- Work task:
Give back the material word for word, from its first line up to and including the line that contains "positive clicks: (207, 213)".

- Stored data:
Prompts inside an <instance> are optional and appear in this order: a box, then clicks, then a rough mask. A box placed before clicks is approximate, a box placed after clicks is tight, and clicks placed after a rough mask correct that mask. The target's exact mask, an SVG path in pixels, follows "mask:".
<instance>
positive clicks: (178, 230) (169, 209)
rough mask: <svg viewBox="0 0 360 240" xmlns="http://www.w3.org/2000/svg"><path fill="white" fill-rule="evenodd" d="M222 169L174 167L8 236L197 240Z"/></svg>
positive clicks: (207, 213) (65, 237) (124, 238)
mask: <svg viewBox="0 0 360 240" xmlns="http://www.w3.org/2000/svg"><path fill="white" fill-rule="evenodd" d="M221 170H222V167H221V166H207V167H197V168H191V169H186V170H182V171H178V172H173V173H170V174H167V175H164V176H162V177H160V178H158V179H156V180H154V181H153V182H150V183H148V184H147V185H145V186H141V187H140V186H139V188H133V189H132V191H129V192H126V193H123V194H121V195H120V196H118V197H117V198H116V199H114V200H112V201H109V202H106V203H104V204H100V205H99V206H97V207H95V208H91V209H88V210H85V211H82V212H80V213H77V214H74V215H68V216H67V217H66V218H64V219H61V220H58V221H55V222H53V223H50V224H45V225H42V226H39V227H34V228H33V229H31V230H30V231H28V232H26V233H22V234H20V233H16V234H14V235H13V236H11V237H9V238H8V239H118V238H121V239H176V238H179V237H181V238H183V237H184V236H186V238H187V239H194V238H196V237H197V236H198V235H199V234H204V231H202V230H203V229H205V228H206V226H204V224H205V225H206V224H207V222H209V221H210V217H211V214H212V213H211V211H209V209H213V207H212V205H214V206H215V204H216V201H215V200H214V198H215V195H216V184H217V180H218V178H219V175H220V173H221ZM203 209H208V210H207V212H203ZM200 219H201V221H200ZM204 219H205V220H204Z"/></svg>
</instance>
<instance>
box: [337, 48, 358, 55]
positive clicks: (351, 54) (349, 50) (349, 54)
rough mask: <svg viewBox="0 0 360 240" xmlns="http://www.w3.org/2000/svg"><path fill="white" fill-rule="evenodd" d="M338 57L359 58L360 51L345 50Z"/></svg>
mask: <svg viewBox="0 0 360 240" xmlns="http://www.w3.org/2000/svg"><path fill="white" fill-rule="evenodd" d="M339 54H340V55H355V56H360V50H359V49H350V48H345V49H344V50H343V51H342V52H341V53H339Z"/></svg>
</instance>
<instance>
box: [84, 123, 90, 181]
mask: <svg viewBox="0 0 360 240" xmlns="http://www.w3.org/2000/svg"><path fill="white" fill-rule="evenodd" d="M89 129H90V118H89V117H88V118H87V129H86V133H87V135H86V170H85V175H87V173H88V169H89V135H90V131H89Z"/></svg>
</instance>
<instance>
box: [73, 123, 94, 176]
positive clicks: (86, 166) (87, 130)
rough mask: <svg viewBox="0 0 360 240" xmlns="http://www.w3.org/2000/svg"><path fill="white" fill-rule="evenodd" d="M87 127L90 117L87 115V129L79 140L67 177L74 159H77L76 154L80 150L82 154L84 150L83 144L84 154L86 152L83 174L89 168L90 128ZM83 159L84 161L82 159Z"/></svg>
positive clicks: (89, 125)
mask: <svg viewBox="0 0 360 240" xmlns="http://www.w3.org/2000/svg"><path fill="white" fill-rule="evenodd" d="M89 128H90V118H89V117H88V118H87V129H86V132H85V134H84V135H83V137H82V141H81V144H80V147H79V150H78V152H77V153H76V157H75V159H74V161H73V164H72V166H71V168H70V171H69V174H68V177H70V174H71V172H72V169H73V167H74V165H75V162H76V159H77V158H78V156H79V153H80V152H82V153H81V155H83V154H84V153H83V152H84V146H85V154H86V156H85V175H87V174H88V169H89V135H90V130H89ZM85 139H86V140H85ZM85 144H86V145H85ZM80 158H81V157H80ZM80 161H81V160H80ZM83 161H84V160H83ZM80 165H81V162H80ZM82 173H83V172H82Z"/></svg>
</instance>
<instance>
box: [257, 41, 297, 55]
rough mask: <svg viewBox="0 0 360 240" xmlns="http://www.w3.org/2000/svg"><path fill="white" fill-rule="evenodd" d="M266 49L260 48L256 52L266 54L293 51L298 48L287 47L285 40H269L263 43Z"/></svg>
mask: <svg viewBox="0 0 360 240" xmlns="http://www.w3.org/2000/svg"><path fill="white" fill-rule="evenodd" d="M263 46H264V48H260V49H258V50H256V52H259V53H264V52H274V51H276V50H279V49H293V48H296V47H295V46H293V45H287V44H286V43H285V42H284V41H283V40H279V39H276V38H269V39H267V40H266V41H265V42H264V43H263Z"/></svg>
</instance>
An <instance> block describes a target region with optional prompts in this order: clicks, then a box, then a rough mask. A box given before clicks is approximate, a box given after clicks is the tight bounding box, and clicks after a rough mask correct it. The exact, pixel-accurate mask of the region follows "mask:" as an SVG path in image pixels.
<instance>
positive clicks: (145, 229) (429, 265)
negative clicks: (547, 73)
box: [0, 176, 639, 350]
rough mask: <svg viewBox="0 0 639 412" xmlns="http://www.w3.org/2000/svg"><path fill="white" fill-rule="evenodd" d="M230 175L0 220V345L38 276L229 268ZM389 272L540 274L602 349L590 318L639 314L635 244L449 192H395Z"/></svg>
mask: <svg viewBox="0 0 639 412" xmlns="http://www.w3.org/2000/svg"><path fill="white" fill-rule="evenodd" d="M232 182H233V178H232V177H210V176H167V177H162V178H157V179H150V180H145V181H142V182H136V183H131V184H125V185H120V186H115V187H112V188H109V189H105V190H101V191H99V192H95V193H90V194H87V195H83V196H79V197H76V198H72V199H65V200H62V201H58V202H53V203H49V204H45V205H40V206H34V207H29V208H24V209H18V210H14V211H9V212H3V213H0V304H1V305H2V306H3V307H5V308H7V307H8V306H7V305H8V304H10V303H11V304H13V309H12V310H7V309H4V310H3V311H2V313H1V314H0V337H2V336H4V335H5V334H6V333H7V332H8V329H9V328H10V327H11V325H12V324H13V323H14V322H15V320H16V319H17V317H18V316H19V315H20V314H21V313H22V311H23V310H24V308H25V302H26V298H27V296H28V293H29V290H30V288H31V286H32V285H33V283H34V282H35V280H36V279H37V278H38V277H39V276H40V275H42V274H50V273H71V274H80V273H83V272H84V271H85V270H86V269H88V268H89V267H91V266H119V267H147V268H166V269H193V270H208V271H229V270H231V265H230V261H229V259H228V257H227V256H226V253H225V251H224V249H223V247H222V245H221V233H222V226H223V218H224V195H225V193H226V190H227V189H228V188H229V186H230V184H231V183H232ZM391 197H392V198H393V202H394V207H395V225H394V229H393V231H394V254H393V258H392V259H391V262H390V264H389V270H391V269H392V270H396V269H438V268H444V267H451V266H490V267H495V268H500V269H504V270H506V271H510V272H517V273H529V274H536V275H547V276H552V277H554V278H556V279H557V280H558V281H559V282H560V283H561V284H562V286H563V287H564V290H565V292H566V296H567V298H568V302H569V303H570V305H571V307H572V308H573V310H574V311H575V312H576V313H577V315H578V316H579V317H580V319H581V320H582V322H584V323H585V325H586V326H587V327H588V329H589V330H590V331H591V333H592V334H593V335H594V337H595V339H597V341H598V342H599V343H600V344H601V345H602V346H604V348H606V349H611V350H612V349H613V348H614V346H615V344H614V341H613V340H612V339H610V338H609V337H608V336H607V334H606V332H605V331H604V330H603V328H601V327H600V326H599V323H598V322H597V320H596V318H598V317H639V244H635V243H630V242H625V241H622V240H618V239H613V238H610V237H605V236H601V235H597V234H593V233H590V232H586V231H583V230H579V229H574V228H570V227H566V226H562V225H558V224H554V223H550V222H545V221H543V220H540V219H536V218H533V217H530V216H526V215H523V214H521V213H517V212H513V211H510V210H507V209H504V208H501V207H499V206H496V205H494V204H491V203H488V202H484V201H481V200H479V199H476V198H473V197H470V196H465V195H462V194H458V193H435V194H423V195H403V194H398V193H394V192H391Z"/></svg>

- Exercise answer:
Prompts inside an <instance> are optional and appear in this order: a box, then clicks, then a rough mask. A box placed before clicks is approximate, a box placed after clicks is tight, and clicks placed after a rough mask correct that mask. The target's exact mask, an SVG path in pixels, follows "mask:".
<instance>
positive clicks: (178, 230) (169, 209)
rough mask: <svg viewBox="0 0 360 240" xmlns="http://www.w3.org/2000/svg"><path fill="white" fill-rule="evenodd" d="M222 169L174 167L8 236L197 240Z"/></svg>
positive clicks: (207, 213) (65, 237) (124, 238)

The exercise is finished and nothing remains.